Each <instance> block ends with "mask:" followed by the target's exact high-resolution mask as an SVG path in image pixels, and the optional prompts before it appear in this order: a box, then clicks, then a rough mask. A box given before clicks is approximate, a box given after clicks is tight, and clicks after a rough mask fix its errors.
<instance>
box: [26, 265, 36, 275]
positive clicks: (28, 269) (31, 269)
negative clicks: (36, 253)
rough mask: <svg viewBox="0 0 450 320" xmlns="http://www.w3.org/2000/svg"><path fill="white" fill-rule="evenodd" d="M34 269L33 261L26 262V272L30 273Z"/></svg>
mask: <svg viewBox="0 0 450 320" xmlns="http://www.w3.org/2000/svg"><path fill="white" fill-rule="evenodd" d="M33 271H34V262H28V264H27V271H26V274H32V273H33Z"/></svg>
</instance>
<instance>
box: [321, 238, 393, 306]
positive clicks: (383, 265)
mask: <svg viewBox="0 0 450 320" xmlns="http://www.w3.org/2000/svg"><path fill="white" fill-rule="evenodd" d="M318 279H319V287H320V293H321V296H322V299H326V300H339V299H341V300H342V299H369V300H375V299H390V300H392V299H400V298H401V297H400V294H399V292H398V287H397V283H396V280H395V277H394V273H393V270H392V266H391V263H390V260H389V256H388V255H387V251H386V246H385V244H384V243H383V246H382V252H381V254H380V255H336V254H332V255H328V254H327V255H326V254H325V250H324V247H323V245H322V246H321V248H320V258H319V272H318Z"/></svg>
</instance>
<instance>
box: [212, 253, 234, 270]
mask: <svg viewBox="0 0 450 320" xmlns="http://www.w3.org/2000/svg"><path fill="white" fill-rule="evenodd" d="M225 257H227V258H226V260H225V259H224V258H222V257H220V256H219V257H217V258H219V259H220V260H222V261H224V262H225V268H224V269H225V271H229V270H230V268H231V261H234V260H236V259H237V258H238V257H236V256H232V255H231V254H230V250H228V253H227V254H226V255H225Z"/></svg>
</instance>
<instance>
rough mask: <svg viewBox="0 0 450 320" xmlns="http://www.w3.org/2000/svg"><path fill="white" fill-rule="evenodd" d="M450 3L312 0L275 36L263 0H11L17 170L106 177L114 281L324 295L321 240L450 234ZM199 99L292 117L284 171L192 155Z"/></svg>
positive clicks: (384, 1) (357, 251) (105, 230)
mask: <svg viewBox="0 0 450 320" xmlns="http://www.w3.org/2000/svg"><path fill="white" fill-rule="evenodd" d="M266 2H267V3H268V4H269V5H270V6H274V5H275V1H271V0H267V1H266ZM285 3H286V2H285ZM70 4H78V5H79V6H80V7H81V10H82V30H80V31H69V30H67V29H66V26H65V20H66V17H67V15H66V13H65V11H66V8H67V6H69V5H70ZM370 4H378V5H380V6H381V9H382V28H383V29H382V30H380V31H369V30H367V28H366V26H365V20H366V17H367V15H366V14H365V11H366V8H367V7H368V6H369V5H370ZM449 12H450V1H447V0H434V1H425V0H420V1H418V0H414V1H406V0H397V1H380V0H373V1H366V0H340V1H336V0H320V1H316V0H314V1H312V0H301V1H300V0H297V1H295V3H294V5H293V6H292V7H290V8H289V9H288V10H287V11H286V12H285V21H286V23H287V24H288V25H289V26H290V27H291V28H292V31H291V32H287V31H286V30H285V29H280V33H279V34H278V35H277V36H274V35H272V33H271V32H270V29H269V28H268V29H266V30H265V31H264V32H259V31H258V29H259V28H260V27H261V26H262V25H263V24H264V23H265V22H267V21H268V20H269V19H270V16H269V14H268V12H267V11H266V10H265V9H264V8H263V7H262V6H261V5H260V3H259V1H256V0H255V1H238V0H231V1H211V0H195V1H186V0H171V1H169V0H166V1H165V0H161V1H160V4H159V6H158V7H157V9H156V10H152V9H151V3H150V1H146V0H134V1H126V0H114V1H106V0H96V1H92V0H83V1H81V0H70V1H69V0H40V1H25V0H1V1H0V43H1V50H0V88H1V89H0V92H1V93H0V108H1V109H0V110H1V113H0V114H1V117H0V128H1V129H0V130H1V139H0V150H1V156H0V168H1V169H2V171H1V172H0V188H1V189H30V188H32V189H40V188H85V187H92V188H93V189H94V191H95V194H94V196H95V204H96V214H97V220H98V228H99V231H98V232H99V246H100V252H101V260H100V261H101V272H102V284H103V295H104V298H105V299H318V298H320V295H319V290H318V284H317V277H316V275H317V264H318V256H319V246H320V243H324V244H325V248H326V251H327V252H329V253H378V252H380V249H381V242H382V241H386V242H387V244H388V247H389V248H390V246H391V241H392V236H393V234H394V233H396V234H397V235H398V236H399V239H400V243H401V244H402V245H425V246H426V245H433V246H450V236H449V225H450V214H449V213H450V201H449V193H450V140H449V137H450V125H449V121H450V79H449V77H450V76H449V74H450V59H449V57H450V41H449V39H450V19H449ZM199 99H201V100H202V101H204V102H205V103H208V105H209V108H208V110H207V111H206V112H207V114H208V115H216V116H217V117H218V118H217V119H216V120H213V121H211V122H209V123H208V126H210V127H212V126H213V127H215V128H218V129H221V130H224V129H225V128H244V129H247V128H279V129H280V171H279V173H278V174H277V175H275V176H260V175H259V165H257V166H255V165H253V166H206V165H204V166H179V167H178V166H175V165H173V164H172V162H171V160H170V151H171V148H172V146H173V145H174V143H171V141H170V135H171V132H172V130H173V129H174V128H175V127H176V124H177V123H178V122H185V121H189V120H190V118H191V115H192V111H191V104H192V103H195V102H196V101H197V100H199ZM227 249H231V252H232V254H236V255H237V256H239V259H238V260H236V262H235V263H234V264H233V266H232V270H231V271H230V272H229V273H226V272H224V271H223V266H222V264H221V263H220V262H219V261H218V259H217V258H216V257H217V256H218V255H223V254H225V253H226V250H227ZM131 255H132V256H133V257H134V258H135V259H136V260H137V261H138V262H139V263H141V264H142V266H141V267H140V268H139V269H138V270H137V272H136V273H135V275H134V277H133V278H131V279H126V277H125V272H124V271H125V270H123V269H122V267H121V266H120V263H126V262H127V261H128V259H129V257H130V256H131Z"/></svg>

........

_PROBLEM:_ Output a faithful copy of every entry, keeping each line as written.

_SOLUTION TO THIS TASK:_
Each <instance> block ends with "mask:" followed by the target's exact high-resolution mask as an SVG path in image pixels, and the optional prompts before it appear in this order: a box, then clicks, then a rough mask. A box given before clicks is approximate, a box given after clicks is tight, and clicks after a rough mask fix its errors.
<instance>
box: [26, 265, 36, 275]
positive clicks: (28, 269) (31, 269)
negative clicks: (36, 253)
rough mask: <svg viewBox="0 0 450 320" xmlns="http://www.w3.org/2000/svg"><path fill="white" fill-rule="evenodd" d="M34 269L33 261L26 262V272L30 273Z"/></svg>
mask: <svg viewBox="0 0 450 320" xmlns="http://www.w3.org/2000/svg"><path fill="white" fill-rule="evenodd" d="M33 271H34V262H28V264H27V271H26V274H32V273H33Z"/></svg>
</instance>
<instance>
box: [321, 238, 393, 306]
positive clicks: (383, 265)
mask: <svg viewBox="0 0 450 320" xmlns="http://www.w3.org/2000/svg"><path fill="white" fill-rule="evenodd" d="M318 279H319V287H320V293H321V296H322V299H326V300H339V299H341V300H342V299H369V300H375V299H390V300H392V299H400V298H401V297H400V294H399V292H398V287H397V283H396V280H395V277H394V273H393V270H392V266H391V263H390V260H389V256H388V255H387V251H386V246H385V244H384V243H383V246H382V252H381V254H380V255H336V254H332V255H328V254H327V255H326V254H325V250H324V247H323V245H322V246H321V248H320V258H319V272H318Z"/></svg>
</instance>
<instance>
box: [212, 253, 234, 270]
mask: <svg viewBox="0 0 450 320" xmlns="http://www.w3.org/2000/svg"><path fill="white" fill-rule="evenodd" d="M225 257H227V258H226V260H225V259H224V258H222V257H220V256H219V257H217V258H219V259H220V260H222V261H224V262H225V268H224V269H225V271H229V270H230V268H231V261H234V260H236V259H237V258H238V257H236V256H232V255H231V254H230V250H228V253H227V254H226V255H225Z"/></svg>
</instance>
<instance>
rough mask: <svg viewBox="0 0 450 320" xmlns="http://www.w3.org/2000/svg"><path fill="white" fill-rule="evenodd" d="M450 3L312 0L275 36L263 0H11L17 170L106 177L114 281L324 295L321 240L450 234ZM199 99L292 117L284 171L192 155Z"/></svg>
positive clicks: (384, 1) (357, 251) (105, 230)
mask: <svg viewBox="0 0 450 320" xmlns="http://www.w3.org/2000/svg"><path fill="white" fill-rule="evenodd" d="M266 2H267V3H268V4H269V5H270V6H274V5H275V1H271V0H267V1H266ZM285 3H286V2H285ZM70 4H78V5H79V6H80V7H81V10H82V30H80V31H69V30H67V29H66V26H65V20H66V17H67V15H66V13H65V11H66V8H67V6H69V5H70ZM370 4H378V5H380V6H381V9H382V28H383V29H382V30H380V31H369V30H367V28H366V26H365V20H366V17H367V15H366V14H365V11H366V8H367V7H368V6H369V5H370ZM449 12H450V1H447V0H434V1H425V0H420V1H418V0H414V1H406V0H397V1H380V0H373V1H366V0H340V1H336V0H320V1H316V0H314V1H312V0H301V1H300V0H297V1H295V3H294V5H293V6H292V7H290V8H289V9H288V10H287V11H286V12H285V21H286V23H287V24H288V25H289V26H290V27H291V28H292V31H291V32H287V31H286V30H285V29H280V33H279V34H278V35H277V36H274V35H272V33H271V32H270V29H269V28H268V29H266V30H265V31H264V32H259V31H258V29H259V28H260V27H261V26H262V25H263V24H264V23H265V22H267V21H268V20H269V19H270V16H269V14H268V12H267V11H266V10H265V9H264V8H263V7H262V6H261V5H260V3H259V1H256V0H255V1H238V0H231V1H211V0H195V1H186V0H171V1H169V0H166V1H165V0H161V1H160V4H159V6H158V7H157V9H156V10H152V9H151V3H150V1H146V0H134V1H126V0H114V1H106V0H96V1H92V0H83V1H81V0H70V1H69V0H40V1H25V0H1V1H0V43H1V50H0V88H1V89H0V92H1V93H0V108H1V109H0V110H1V113H0V114H1V117H0V128H1V129H0V130H1V139H0V150H1V156H0V168H1V169H2V171H1V172H0V188H1V189H30V188H32V189H40V188H85V187H92V188H93V189H94V191H95V194H94V196H95V204H96V214H97V220H98V228H99V231H98V232H99V246H100V252H101V260H100V261H101V272H102V284H103V295H104V298H105V299H318V298H320V295H319V290H318V284H317V277H316V275H317V264H318V256H319V246H320V243H324V244H325V248H326V251H327V252H329V253H378V252H380V249H381V242H382V241H386V242H387V244H388V247H389V248H390V246H391V241H392V236H393V234H394V233H396V234H397V235H398V236H399V239H400V243H401V244H402V245H425V246H426V245H433V246H450V236H449V225H450V214H449V213H450V201H449V193H450V140H449V137H450V125H449V121H450V79H449V77H450V76H449V74H450V59H449V57H450V41H449V39H450V19H449ZM199 99H201V100H202V101H204V102H205V103H208V105H209V108H208V110H207V111H206V112H207V114H208V115H216V116H217V117H218V118H217V119H216V120H213V121H211V122H209V123H208V126H210V127H212V126H213V127H215V128H218V129H221V130H224V129H225V128H244V129H247V128H279V129H280V171H279V173H278V174H277V175H275V176H260V175H259V165H257V166H255V165H253V166H206V165H204V166H179V167H178V166H175V165H173V164H172V162H171V160H170V151H171V148H172V146H173V145H174V143H171V141H170V135H171V132H172V130H173V129H174V128H175V127H176V124H177V123H178V122H185V121H189V120H190V118H191V115H192V111H191V104H192V103H195V102H196V101H197V100H199ZM227 249H231V252H232V254H236V255H237V256H239V259H238V260H236V262H235V263H234V264H233V266H232V270H231V271H230V272H229V273H226V272H224V271H223V266H222V264H221V263H220V262H219V261H218V259H217V258H216V257H217V256H218V255H223V254H225V253H226V250H227ZM131 255H132V256H133V257H134V258H135V259H136V260H137V261H138V262H139V263H141V264H142V266H141V267H140V268H139V269H138V270H137V272H136V273H135V275H134V277H133V278H131V279H126V277H125V272H124V271H125V270H123V269H122V267H121V266H120V263H126V262H127V261H128V259H129V257H130V256H131Z"/></svg>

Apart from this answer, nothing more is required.